> Extracted text:
-------
- Conference: Western Athletic Conference
- Record: 0–12 (0–8 WAC)
- Head coach: Sark Arslanian (9th season; first 6 games); Chester Caddas (interim; final 6 games);
- Offensive coordinator: Al Sandahl (2nd season)
- Defensive coordinator: Chester Caddas (3rd season)
- Home stadium: Hughes Stadium

= 1981 Colorado State Rams football team =

American college football season

The 1981 Colorado State Rams football team was an American football team that represented Colorado State University in the Western Athletic Conference (WAC) during the 1981 NCAA Division I-A football season. The team compiled a 0–12 record (0–8 against WAC opponents), becoming the first team to ever go 0–12 in a season; only the 2003 Army team has eclipsed them, as they went 0–13.

Head coach Sark Arslanian was fired after the Rams opened the season with a 0–6 record, ending his nine-year tenure with a 46–46–4 record. Defensive coordinator Chester Caddas was named as the team's interim head coach and led the team to an 0–6 record, finishing the season winless. Caddas was replaced by Texas defensive coordinator Leon Fuller after the 1981 season.
-------
> Data excerpts:
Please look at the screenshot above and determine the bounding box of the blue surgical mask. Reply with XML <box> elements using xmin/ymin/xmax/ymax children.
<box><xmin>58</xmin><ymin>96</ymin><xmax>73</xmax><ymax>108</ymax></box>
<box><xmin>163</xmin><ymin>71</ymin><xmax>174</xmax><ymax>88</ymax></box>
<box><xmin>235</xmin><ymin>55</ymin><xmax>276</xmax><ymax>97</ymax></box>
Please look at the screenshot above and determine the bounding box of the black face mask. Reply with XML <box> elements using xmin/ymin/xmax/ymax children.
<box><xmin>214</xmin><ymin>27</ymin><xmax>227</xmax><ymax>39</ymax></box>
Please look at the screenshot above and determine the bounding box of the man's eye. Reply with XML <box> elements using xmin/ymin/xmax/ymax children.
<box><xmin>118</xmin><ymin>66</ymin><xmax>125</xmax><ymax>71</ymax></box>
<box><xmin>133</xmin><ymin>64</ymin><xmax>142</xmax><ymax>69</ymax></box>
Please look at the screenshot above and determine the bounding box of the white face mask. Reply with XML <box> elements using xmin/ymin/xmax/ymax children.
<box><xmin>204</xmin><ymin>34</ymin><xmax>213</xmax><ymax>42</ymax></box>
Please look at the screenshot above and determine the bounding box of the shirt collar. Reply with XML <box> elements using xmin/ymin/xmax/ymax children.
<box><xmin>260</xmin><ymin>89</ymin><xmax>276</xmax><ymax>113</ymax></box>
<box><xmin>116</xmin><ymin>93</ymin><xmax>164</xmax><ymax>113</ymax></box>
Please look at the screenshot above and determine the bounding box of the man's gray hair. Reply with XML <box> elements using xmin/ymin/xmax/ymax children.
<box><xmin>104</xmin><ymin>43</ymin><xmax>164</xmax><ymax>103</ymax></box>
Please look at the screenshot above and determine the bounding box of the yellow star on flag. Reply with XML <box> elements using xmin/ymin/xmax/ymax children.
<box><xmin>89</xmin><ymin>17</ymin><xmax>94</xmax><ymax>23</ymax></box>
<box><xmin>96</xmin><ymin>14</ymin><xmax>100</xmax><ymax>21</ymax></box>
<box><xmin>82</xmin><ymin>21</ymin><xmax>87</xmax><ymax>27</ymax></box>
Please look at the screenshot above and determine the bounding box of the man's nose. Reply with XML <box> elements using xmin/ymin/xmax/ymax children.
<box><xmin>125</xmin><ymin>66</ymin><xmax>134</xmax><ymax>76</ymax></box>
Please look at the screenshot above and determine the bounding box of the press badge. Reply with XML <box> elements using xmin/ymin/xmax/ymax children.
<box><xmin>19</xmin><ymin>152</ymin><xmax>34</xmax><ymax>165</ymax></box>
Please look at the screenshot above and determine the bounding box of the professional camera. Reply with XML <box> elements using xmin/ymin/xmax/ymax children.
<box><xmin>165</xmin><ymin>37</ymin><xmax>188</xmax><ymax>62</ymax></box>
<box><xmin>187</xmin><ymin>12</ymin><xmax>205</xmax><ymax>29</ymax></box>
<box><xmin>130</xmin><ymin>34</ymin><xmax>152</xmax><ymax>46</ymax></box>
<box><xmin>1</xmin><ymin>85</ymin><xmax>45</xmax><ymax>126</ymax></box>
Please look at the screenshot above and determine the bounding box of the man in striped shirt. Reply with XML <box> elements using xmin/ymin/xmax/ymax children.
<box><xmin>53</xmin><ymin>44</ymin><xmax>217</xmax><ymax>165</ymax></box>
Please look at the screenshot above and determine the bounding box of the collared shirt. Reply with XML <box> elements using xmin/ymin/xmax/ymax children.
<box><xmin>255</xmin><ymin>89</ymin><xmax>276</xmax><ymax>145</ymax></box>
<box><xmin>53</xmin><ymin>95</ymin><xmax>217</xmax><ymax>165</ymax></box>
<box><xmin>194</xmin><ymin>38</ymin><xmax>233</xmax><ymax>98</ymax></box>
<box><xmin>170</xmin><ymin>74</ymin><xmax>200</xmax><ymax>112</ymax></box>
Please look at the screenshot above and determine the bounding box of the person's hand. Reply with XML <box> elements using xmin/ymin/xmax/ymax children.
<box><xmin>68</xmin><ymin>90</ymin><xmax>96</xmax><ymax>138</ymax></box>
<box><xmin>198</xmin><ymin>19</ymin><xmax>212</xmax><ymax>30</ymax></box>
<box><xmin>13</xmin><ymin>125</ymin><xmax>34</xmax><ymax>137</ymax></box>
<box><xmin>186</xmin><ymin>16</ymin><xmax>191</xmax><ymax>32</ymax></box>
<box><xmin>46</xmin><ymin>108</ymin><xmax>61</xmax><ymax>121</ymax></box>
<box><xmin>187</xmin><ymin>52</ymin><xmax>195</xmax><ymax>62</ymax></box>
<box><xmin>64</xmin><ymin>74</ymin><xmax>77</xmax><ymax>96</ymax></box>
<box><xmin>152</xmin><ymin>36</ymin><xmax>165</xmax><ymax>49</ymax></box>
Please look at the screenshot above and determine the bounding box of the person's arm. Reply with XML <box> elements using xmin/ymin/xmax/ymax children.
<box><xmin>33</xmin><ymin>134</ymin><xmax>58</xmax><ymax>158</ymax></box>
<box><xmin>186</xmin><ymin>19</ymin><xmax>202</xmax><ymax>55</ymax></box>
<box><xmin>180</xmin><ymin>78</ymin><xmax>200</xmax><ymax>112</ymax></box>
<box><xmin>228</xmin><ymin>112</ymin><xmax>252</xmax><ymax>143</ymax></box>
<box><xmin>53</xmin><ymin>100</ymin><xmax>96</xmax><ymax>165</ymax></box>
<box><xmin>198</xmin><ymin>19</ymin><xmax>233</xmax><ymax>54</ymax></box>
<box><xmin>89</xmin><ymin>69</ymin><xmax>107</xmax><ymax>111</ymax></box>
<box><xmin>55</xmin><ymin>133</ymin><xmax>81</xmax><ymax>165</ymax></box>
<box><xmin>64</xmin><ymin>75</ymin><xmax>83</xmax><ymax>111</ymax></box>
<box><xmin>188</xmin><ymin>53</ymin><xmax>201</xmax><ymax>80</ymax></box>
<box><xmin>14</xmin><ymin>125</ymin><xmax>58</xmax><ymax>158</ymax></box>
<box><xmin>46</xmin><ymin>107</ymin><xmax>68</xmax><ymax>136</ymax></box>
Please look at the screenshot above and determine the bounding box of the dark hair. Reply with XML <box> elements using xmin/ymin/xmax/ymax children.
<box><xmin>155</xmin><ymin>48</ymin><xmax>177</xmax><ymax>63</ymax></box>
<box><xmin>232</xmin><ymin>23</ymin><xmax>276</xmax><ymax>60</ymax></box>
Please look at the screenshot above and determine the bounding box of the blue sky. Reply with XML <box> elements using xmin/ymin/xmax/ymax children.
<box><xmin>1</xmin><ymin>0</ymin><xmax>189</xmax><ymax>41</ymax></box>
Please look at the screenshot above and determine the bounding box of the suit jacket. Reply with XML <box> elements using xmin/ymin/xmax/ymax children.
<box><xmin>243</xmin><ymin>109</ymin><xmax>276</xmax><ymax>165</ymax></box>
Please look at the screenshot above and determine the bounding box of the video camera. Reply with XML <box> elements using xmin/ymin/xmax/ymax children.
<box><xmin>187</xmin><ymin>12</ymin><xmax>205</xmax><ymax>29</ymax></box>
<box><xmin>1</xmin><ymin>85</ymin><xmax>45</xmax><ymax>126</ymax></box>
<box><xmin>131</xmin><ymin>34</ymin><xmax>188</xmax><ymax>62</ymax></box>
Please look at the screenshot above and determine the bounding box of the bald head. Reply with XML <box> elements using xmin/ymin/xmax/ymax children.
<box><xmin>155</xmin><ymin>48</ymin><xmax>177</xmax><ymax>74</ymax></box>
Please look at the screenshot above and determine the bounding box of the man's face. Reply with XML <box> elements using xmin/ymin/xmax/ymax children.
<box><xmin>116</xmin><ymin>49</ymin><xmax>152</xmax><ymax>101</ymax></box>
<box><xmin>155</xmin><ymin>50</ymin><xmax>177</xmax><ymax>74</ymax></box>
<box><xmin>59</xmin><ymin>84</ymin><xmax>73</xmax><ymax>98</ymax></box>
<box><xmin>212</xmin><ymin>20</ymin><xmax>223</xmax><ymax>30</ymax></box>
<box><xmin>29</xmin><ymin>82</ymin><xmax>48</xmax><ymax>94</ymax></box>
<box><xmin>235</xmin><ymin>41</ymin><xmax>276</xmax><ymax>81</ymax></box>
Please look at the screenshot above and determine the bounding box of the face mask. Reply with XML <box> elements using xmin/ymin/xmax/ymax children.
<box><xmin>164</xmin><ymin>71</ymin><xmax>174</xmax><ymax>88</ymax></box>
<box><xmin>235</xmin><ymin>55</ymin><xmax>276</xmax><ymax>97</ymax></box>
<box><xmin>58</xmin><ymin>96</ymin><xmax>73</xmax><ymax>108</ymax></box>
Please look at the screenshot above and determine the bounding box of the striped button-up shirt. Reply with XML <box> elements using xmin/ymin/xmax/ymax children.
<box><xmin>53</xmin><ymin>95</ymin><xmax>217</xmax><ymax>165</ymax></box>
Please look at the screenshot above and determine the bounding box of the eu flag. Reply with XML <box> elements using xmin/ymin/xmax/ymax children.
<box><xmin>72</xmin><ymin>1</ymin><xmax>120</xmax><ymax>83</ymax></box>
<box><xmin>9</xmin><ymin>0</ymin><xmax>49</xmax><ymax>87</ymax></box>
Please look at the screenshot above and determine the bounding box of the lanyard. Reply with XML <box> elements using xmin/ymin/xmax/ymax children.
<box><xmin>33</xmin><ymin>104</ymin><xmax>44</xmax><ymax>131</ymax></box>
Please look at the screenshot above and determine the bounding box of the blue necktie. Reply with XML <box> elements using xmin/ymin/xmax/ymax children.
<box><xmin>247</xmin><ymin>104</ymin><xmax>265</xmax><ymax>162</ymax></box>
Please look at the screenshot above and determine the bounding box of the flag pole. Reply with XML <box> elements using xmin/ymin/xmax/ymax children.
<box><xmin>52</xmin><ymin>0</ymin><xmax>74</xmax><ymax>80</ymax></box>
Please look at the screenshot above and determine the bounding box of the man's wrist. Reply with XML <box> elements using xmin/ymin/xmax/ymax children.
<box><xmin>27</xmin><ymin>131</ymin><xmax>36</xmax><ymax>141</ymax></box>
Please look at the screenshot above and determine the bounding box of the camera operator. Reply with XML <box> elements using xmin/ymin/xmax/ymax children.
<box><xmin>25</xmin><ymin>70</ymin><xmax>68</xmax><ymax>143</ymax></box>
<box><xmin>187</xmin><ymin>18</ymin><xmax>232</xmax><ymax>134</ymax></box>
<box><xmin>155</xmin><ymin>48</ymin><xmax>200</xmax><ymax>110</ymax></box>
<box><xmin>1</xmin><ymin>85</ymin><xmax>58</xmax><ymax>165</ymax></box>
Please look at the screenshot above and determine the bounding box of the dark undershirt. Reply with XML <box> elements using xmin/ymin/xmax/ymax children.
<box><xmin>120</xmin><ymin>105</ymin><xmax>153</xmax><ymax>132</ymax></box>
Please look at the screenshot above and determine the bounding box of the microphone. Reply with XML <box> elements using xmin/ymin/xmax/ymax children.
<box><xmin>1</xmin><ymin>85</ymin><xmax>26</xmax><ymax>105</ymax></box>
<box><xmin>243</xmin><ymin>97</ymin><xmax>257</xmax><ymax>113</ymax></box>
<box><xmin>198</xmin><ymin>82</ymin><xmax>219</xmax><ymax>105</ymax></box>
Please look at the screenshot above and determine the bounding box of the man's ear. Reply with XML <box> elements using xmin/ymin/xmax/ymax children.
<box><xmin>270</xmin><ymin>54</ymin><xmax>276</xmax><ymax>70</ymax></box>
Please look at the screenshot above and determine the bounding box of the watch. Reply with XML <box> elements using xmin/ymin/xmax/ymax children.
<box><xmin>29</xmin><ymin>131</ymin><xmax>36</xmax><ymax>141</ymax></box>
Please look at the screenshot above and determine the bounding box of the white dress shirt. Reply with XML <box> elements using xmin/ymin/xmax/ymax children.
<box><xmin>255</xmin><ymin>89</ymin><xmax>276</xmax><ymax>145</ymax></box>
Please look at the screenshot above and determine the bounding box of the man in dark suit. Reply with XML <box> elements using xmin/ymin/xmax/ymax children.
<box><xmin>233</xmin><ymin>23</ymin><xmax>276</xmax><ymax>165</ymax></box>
-------
> Direction A: From the 1981 Colorado State Rams football article, copy everything from "- Home stadium: Hughes" down to "the 1981 season.".
> Direction B:
Using the 1981 Colorado State Rams football article, answer these questions:
(i) What was the team's home stadium?
(ii) Who replaced Chester Caddas after the 1981 season?
(iii) What record did Sark Arslanian finish with over his nine-year tenure?

> Correct output A:
- Home stadium: Hughes Stadium

= 1981 Colorado State Rams football team =

American college football season

The 1981 Colorado State Rams football team was an American football team that represented Colorado State University in the Western Athletic Conference (WAC) during the 1981 NCAA Division I-A football season. The team compiled a 0–12 record (0–8 against WAC opponents), becoming the first team to ever go 0–12 in a season; only the 2003 Army team has eclipsed them, as they went 0–13.

Head coach Sark Arslanian was fired after the Rams opened the season with a 0–6 record, ending his nine-year tenure with a 46–46–4 record. Defensive coordinator Chester Caddas was named as the team's interim head coach and led the team to an 0–6 record, finishing the season winless. Caddas was replaced by Texas defensive coordinator Leon Fuller after the 1981 season.

> Correct output B:
(i) Hughes Stadium
(ii) Leon Fuller, the Texas defensive coordinator
(iii) 46–46–4